Entries shown:
********************

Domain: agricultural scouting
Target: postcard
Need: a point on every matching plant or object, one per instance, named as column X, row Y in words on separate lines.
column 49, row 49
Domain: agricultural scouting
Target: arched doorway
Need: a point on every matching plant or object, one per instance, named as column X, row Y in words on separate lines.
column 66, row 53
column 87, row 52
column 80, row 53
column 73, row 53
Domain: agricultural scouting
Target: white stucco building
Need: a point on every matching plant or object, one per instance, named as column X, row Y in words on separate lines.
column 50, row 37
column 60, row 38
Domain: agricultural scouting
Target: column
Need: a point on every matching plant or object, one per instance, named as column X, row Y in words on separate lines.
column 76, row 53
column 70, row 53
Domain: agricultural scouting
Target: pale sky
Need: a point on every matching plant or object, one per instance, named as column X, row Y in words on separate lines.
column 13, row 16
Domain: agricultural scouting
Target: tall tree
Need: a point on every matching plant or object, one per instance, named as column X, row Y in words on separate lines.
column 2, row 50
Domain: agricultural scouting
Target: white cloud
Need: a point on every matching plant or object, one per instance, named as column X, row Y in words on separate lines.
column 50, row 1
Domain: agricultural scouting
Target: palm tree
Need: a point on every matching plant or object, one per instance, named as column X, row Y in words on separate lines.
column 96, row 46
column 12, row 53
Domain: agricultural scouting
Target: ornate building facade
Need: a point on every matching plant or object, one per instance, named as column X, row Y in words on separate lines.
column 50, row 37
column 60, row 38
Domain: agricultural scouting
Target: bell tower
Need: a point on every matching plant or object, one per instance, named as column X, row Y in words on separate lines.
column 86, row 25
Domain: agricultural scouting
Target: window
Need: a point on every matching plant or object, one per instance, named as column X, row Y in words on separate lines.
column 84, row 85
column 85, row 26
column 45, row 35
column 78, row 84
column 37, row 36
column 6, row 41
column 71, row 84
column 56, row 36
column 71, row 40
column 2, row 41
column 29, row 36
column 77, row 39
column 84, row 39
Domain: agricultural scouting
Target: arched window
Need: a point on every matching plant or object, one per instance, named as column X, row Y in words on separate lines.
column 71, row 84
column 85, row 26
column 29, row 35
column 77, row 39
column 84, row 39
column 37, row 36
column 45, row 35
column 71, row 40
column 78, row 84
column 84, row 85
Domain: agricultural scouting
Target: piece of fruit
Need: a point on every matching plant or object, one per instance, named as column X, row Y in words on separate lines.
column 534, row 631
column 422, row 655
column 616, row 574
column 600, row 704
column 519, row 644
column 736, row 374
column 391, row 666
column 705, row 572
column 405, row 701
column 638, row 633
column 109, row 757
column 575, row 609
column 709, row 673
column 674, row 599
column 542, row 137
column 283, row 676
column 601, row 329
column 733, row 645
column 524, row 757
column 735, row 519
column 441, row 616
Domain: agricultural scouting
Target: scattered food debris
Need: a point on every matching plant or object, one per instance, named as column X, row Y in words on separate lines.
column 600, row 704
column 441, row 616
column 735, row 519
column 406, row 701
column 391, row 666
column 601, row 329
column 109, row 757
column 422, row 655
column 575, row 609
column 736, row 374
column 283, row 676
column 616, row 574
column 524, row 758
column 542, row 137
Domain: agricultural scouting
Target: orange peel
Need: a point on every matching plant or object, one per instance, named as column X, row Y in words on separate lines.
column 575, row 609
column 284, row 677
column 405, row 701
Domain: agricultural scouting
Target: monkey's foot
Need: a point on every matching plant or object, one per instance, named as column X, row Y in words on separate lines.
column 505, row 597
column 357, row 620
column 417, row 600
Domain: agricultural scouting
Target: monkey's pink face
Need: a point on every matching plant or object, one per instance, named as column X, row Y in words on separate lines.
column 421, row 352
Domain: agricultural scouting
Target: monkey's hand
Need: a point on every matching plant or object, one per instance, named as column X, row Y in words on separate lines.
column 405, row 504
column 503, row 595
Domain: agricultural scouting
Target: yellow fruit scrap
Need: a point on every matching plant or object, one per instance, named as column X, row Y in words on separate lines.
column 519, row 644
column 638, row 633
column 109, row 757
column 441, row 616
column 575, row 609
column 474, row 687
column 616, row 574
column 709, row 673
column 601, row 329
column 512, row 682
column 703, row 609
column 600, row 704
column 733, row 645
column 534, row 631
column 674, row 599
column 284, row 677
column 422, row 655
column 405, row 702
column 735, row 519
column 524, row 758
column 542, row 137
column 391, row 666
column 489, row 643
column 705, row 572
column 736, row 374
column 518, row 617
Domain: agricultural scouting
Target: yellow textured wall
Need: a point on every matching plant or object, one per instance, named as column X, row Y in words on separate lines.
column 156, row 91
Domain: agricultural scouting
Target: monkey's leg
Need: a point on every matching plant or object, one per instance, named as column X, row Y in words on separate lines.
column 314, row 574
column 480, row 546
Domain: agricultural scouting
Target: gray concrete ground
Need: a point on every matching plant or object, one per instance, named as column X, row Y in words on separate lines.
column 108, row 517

********************

The exercise:
Copy every line of the records above, word for word, from the first record through the last.

Task output:
Domain: agricultural scouting
Target: postcard
Need: a point on every matching plant or object, one per instance, named as column X, row Y in words on separate lines.
column 49, row 49
Domain: agricultural scouting
Target: arched doorway
Need: a point on every matching plant or object, one per instance, named as column X, row Y in words on separate lines.
column 66, row 53
column 87, row 52
column 80, row 53
column 73, row 53
Domain: agricultural scouting
Target: white stucco building
Need: a point on every matching plant or object, one per instance, named as column X, row Y in words on separate lines.
column 50, row 37
column 60, row 38
Domain: agricultural scouting
Target: column
Need: a point on every matching plant or object, one per instance, named as column X, row Y in words on separate lines.
column 76, row 53
column 70, row 53
Domain: agricultural scouting
Target: pale sky
Need: a point on every matching plant or object, one per instance, named as column X, row Y in words on separate lines.
column 13, row 16
Domain: agricultural scouting
Target: tall tree
Need: a point on every matching plant or object, one per instance, named as column X, row Y in words on separate lines.
column 2, row 50
Domain: agricultural scouting
Target: white cloud
Need: a point on every matching plant or object, one per instance, named as column X, row Y in words on separate lines.
column 50, row 1
Domain: agricultural scouting
Target: palm tree
Need: a point on every matching plant or object, one per instance, named as column X, row Y in words on separate lines.
column 96, row 46
column 12, row 53
Domain: agricultural scouting
Target: ornate building facade
Need: a point on every matching plant or object, one per instance, named as column X, row Y in words on separate lines.
column 50, row 37
column 60, row 38
Domain: agricultural scouting
Target: bell tower
Need: a point on every matching plant or object, one per instance, named as column X, row Y in words on separate lines.
column 86, row 25
Domain: agricultural scouting
Target: window
Need: a point on every matching plant or object, one per instance, named as column X, row Y in words on separate lines.
column 84, row 85
column 85, row 26
column 45, row 35
column 78, row 84
column 37, row 36
column 6, row 41
column 71, row 84
column 56, row 36
column 71, row 40
column 2, row 41
column 29, row 36
column 77, row 39
column 84, row 39
Domain: agricultural scouting
Target: arched window
Need: a point on every matching plant or object, one per instance, named as column X, row Y in words on separate lines.
column 71, row 84
column 85, row 26
column 29, row 35
column 77, row 39
column 84, row 39
column 37, row 36
column 45, row 35
column 71, row 40
column 78, row 84
column 84, row 85
Domain: agricultural scouting
Target: piece of fruit
Need: a point on every matching plant or object, one per instance, named as column X, row Y in words on separate lines.
column 534, row 631
column 422, row 655
column 616, row 574
column 600, row 704
column 519, row 644
column 736, row 374
column 391, row 666
column 705, row 572
column 405, row 701
column 638, row 633
column 109, row 757
column 575, row 609
column 709, row 673
column 674, row 599
column 542, row 137
column 283, row 676
column 601, row 329
column 733, row 645
column 524, row 757
column 735, row 519
column 441, row 616
Domain: agricultural scouting
Target: scattered food debris
Need: a point on every matching plant or object, one per instance, named as column X, row Y in words on separate lines.
column 600, row 704
column 441, row 616
column 735, row 519
column 406, row 701
column 391, row 666
column 601, row 329
column 109, row 757
column 422, row 655
column 575, row 609
column 736, row 374
column 283, row 676
column 616, row 574
column 524, row 758
column 542, row 137
Domain: agricultural scouting
Target: orange peel
Need: a point on every matching plant or object, one per instance, named as column X, row Y in words on separate lines.
column 575, row 609
column 284, row 677
column 405, row 701
Domain: agricultural scouting
Target: monkey's foot
Need: a point on every matching plant or object, one per instance, named as column X, row Y in words on separate lines.
column 505, row 597
column 357, row 620
column 417, row 600
Domain: agricultural scouting
Target: monkey's pink face
Need: a point on every matching plant or object, one per instance, named as column X, row Y in words on separate lines.
column 421, row 352
Domain: agricultural scouting
Target: monkey's hand
Need: a point on every matching plant or object, one per instance, named as column X, row Y in words on separate lines.
column 405, row 504
column 503, row 595
Domain: agricultural scouting
Target: yellow fruit scrap
Need: a point on every matching plant or object, one per instance, named as column X, row Y in words on separate lines.
column 519, row 644
column 638, row 633
column 109, row 757
column 441, row 616
column 575, row 609
column 474, row 687
column 616, row 574
column 709, row 673
column 601, row 329
column 512, row 682
column 703, row 609
column 600, row 704
column 733, row 645
column 534, row 631
column 674, row 599
column 284, row 677
column 422, row 655
column 405, row 702
column 735, row 519
column 524, row 758
column 542, row 137
column 391, row 666
column 489, row 643
column 705, row 572
column 736, row 374
column 518, row 617
Domain: agricultural scouting
Target: yellow textured wall
Need: a point on every matching plant or object, one per instance, named as column X, row Y in words on separate lines.
column 156, row 91
Domain: agricultural scouting
Target: monkey's leg
Need: a point on every matching plant or object, one per instance, named as column X, row Y in words on separate lines.
column 314, row 574
column 480, row 546
Domain: agricultural scouting
Target: gray concrete ground
Need: a point on every matching plant or object, one per instance, named as column X, row Y in words on separate lines.
column 108, row 517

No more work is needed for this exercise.